Exercise aim: Below are the records; reproduce all of them exactly but without any images.

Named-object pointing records
══════════════════════════════

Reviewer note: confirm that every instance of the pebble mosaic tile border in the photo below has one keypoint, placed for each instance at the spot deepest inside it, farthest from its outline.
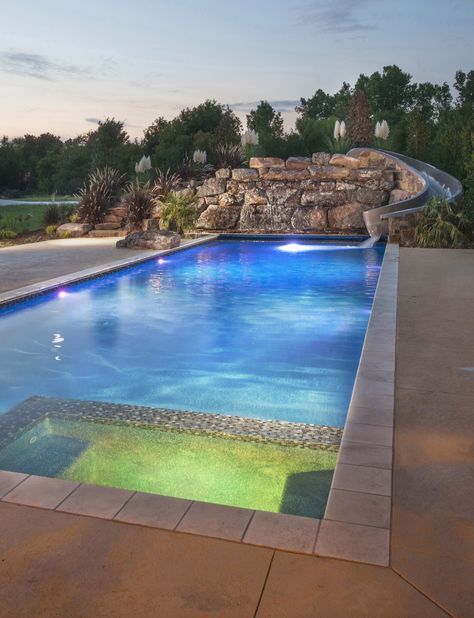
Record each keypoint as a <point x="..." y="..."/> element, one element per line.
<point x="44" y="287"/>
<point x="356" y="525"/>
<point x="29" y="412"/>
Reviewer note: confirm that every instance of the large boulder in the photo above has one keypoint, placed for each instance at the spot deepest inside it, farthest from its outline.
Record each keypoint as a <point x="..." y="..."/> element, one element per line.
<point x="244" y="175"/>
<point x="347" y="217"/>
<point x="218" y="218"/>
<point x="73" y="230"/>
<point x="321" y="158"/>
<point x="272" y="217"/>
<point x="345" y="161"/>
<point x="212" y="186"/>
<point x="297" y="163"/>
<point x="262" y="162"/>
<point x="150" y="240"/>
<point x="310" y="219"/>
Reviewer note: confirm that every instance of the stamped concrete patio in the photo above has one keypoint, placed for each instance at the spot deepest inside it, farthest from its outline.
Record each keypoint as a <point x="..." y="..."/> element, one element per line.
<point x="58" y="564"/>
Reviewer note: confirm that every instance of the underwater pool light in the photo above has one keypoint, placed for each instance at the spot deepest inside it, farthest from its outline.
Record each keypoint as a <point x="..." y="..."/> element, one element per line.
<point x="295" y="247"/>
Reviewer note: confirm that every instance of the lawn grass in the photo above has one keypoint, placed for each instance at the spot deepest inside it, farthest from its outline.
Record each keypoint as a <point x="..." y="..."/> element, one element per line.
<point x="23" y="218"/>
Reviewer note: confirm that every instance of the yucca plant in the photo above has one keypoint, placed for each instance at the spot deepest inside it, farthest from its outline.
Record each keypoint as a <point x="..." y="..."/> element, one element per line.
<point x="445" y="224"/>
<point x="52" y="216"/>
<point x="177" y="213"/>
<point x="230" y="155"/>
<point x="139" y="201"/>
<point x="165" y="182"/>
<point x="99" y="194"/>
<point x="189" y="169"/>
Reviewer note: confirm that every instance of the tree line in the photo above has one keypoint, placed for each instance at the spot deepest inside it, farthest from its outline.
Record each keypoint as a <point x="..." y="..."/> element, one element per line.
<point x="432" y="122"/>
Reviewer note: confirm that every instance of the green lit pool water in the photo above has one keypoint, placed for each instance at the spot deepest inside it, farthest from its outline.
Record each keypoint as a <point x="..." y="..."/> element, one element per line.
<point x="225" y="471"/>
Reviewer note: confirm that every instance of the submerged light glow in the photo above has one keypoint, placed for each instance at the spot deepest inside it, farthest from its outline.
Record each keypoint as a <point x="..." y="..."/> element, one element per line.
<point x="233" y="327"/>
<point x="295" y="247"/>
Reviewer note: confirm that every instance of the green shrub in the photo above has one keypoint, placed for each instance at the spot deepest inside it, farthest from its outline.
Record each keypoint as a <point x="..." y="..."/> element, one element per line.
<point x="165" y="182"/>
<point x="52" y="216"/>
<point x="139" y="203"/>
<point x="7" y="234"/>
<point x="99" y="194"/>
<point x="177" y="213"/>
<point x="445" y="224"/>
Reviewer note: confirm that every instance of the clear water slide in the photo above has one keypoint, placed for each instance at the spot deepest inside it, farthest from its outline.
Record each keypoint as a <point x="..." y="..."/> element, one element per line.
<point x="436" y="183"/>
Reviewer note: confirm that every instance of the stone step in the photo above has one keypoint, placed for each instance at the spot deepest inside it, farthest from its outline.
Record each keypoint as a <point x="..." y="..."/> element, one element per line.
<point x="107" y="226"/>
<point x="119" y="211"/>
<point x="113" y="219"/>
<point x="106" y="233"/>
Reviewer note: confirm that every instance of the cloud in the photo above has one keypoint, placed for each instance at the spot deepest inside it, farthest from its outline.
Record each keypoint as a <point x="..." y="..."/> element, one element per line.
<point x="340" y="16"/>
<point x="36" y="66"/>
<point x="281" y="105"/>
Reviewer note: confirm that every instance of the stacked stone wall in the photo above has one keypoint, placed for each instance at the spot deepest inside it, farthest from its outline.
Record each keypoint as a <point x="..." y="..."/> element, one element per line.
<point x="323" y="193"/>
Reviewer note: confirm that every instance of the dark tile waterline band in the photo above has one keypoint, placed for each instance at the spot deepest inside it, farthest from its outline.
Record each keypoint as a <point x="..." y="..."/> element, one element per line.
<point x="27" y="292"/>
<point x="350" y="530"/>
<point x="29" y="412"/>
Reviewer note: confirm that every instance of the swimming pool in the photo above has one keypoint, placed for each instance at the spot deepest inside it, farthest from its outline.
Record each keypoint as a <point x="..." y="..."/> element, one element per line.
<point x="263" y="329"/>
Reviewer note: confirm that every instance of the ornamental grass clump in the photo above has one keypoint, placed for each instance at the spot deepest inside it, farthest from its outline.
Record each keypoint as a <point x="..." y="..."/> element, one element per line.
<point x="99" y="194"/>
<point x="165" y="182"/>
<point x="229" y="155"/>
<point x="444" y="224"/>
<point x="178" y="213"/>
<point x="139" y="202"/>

══════════════════════════════

Solved exercise:
Reviewer note: confirm that every instance of the pebble mosaic tile border in the photo below has one keypoint, placed for each instance at the spot deepest inside it, farthest from its outline.
Record each keypoint as a <point x="..." y="..."/> element, one element per line.
<point x="44" y="287"/>
<point x="356" y="525"/>
<point x="29" y="412"/>
Reviewer note: confirm that every instance of the large boulder in the photo above has one keypoint, placed for each instance at the spot deepest inside it, farthest from its outline.
Record each keypoint as a <point x="..." y="..."/> element, one element per line.
<point x="244" y="175"/>
<point x="347" y="217"/>
<point x="218" y="218"/>
<point x="73" y="230"/>
<point x="321" y="158"/>
<point x="272" y="217"/>
<point x="345" y="161"/>
<point x="212" y="186"/>
<point x="297" y="163"/>
<point x="262" y="162"/>
<point x="150" y="240"/>
<point x="310" y="219"/>
Reviewer note: confirm that every instance of the stamped concrete patio in the photo above has one keypoint, placed for each instance at the spot deepest inside it, farthest from its outline.
Record each keypoint as a <point x="..." y="..."/> element, one element per line.
<point x="58" y="564"/>
Reviewer note: confirm that every instance of the underwater pool light in the photo above has one keypoint, placed for each instance at the spot deepest inside it, farthest from its outline.
Record each keypoint as a <point x="..." y="..."/> element, one element per line.
<point x="295" y="247"/>
Reviewer note: confirm that every instance of the lawn grass in the photo above has one keypoint, placed for each instance at the spot deepest inside it, farthest from its outline.
Record each keypoint as a <point x="..." y="..."/> element, one element per line.
<point x="23" y="218"/>
Reviewer note: confirm that every instance of the yucca plant in the photo above has one keypoint, placed for each instance at the spot deepest inside it, farthest from its outline.
Record each keypoint as a <point x="..." y="..."/> element, one element per line.
<point x="445" y="224"/>
<point x="52" y="216"/>
<point x="177" y="213"/>
<point x="230" y="155"/>
<point x="139" y="201"/>
<point x="165" y="182"/>
<point x="99" y="194"/>
<point x="189" y="169"/>
Reviewer note: confirm that every instance of the tree line in the photo above has one keypoint, placed for each instance at the spot deepest inside it, farthest from its outline.
Record each keypoint as a <point x="..." y="..."/> element, one element per line.
<point x="432" y="122"/>
Reviewer note: confirm that every instance of the green lit pool water in the photo above has one keypoint, placed for each instance at the spot deepest inside it, farthest from its outline.
Record each keypoint as a <point x="..." y="..."/> element, one element per line.
<point x="225" y="471"/>
Reviewer note: confirm that every instance of the submerged light glow in the photo above has one keypoint, placed for each instance at the spot deepest inside it, farthest from its outline.
Record each keypoint as a <point x="..." y="..."/> element, one element per line.
<point x="233" y="327"/>
<point x="295" y="247"/>
Reviewer note: confirm that every instance of the green shrub in the photo above has one keypoint, placed for each instance at the spot deepest inside it, farthest from its outline.
Record each keypoint as a <point x="..." y="..."/> element, one element per line.
<point x="165" y="182"/>
<point x="52" y="216"/>
<point x="139" y="203"/>
<point x="7" y="234"/>
<point x="99" y="194"/>
<point x="177" y="213"/>
<point x="445" y="224"/>
Reviewer note: confirm that every instance of the clear water slide in the photo above has one keypoint, placed for each instance at the spot deepest inside it, farthest from its outline.
Record each keypoint as a <point x="..." y="..."/> element, one element per line.
<point x="436" y="183"/>
Reviewer note: confirm that every instance of the stone step in the photo above has one keypoint, placed for each instance at the spot deepest inside it, farthest from its outline.
Record each keypoint as a <point x="..." y="..."/> element, one element per line.
<point x="107" y="226"/>
<point x="119" y="211"/>
<point x="113" y="219"/>
<point x="106" y="233"/>
Reviewer note: confirm that every instance of the cloud in the photo above has one keypoint, placed for each instance at the spot deepest inside it, farthest from its outline.
Record each keypoint as a <point x="..." y="..."/> element, one element per line.
<point x="340" y="16"/>
<point x="36" y="66"/>
<point x="281" y="105"/>
Reviewer note: confirm that every instance of the stacked stone wall in the photo above has one keypoint, placed for each instance at the spot deepest inside it, farthest from its outline.
Record each keypoint as a <point x="..." y="..."/> element, one element per line.
<point x="323" y="193"/>
Reviewer note: confirm that every instance of the dark tile waterline band in the photo above has one keypoint, placed for each instance at the spot deepest inside it, farthest from its outline.
Record each keypoint as a <point x="..." y="..."/> element, one element per line.
<point x="27" y="292"/>
<point x="350" y="530"/>
<point x="29" y="412"/>
Reviewer note: confirm that every instance of the swimming pool in the photo above has one keypoint, placed for each instance at the spot deepest inside it, farthest from its outline.
Record each keypoint as a <point x="..." y="..."/> element, one element per line.
<point x="263" y="329"/>
Reviewer note: confirm that every instance of the ornamental grass clump in the photo above has one keypoint, placed for each instance at the spot deepest inside it, farthest from its outline.
Record each keypoint as a <point x="..." y="..."/> element, one element per line.
<point x="99" y="194"/>
<point x="165" y="182"/>
<point x="229" y="155"/>
<point x="444" y="224"/>
<point x="178" y="213"/>
<point x="139" y="202"/>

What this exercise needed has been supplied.